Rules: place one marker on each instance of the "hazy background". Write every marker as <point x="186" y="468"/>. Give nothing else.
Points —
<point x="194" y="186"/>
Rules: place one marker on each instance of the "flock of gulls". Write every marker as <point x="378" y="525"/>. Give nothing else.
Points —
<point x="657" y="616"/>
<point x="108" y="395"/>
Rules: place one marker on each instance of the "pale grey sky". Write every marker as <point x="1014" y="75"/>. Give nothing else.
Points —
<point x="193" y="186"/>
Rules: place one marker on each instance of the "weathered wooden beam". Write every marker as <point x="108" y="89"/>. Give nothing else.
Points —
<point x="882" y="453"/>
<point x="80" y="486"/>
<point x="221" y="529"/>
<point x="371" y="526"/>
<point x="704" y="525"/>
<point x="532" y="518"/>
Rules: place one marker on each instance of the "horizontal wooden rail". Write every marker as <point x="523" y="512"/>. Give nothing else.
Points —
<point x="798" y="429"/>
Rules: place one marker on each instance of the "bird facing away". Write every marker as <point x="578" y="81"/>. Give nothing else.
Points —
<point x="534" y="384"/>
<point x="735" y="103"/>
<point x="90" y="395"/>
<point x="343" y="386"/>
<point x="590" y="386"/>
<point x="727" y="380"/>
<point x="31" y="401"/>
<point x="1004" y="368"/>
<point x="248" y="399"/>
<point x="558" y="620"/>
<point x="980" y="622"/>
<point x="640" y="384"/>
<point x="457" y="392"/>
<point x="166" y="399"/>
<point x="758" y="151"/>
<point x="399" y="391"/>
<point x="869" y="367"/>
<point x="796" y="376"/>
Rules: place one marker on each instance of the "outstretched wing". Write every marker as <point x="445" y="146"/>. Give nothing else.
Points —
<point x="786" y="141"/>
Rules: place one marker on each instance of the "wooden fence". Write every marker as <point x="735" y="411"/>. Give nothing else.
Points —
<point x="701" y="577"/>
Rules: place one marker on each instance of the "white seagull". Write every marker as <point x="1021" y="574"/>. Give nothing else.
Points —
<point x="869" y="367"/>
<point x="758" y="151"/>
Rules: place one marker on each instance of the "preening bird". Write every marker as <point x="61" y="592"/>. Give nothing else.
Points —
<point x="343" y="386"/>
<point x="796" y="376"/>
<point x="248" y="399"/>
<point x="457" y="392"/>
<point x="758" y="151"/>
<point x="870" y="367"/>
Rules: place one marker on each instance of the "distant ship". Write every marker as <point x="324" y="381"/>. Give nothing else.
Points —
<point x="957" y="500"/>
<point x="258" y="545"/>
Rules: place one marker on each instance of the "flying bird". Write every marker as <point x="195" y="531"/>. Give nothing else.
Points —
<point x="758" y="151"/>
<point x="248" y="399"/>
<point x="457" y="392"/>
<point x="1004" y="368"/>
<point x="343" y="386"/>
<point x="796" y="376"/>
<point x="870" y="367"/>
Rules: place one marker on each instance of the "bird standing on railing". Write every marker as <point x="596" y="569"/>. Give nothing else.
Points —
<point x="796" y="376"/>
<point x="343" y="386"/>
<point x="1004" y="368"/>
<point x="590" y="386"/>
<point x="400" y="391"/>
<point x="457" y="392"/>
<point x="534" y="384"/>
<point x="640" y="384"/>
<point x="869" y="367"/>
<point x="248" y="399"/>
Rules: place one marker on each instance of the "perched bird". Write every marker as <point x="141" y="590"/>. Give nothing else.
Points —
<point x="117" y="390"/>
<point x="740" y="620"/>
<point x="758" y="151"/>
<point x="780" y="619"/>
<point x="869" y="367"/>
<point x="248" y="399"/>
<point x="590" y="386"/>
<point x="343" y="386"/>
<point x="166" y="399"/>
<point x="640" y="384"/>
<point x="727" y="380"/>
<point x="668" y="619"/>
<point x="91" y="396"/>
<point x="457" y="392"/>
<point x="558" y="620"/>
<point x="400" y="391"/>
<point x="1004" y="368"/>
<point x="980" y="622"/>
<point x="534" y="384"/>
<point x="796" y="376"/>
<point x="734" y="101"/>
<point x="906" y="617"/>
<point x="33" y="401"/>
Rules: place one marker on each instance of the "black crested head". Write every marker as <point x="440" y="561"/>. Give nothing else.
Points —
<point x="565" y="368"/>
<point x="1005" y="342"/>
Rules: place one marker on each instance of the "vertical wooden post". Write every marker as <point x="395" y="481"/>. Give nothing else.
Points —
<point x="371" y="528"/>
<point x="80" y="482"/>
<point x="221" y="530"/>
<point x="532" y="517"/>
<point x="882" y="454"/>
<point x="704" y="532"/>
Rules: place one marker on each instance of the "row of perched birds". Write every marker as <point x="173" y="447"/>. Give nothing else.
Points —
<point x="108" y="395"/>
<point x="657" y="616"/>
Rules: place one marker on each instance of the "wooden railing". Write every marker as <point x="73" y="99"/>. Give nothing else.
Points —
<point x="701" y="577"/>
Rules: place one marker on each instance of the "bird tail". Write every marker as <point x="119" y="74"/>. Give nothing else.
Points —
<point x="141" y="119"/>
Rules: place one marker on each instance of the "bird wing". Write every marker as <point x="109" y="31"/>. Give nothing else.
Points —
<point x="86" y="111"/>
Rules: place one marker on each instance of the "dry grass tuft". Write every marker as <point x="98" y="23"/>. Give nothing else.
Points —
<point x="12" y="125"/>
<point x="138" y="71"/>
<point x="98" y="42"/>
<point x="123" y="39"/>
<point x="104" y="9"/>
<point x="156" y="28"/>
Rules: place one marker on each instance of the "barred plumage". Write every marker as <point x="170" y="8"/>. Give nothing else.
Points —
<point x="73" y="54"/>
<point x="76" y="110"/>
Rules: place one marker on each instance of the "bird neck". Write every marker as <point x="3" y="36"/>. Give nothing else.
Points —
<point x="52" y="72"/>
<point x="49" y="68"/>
---
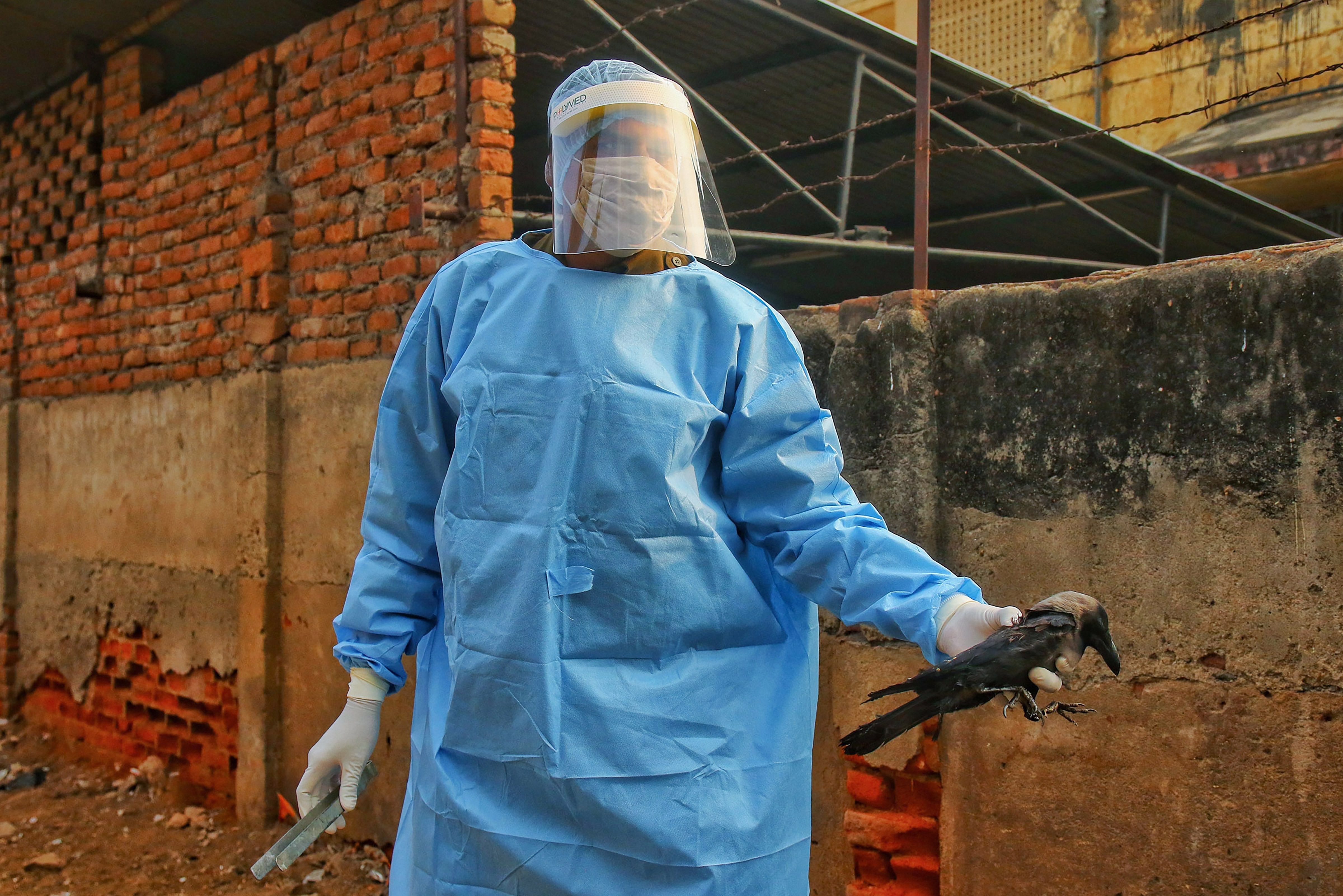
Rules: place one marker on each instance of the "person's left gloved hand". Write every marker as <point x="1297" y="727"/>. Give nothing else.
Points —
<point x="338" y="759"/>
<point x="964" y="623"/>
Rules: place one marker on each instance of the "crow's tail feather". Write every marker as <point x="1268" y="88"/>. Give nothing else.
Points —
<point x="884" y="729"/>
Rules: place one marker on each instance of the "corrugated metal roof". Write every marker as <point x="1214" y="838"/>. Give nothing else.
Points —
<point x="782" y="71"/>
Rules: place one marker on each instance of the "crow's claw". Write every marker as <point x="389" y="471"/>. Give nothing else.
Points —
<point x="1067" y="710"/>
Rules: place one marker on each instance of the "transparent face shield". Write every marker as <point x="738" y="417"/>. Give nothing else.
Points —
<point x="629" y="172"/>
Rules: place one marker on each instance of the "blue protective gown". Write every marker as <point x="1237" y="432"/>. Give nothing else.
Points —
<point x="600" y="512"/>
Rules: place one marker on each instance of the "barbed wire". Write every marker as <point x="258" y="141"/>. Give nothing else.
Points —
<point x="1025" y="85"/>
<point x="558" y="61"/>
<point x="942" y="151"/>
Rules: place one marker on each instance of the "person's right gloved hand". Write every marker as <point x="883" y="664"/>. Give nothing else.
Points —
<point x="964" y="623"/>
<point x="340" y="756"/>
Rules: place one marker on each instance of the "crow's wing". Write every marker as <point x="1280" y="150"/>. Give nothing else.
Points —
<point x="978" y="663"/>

**TASK GOAL**: Please say how many lines in the records above contain the word "gloved", and give only that number.

**REPLY TO THE TASK**: 2